(Beginning of SUPPLIED MATERIAL)

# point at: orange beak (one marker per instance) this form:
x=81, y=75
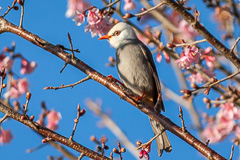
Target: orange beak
x=104, y=37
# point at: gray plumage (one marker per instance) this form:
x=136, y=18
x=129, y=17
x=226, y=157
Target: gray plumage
x=138, y=73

(End of SUPPLIED MATERIAL)

• _TASK ITEM_
Leave the images out and output the remaining material exactly as it stands.

• _THE COMPLETED TASK_
# point at: orange beak (one marker per instance) this form:
x=81, y=75
Target: orange beak
x=104, y=37
# point at: gray plumage (one marker per instance) this form:
x=136, y=18
x=129, y=17
x=226, y=157
Target: gray plumage
x=138, y=73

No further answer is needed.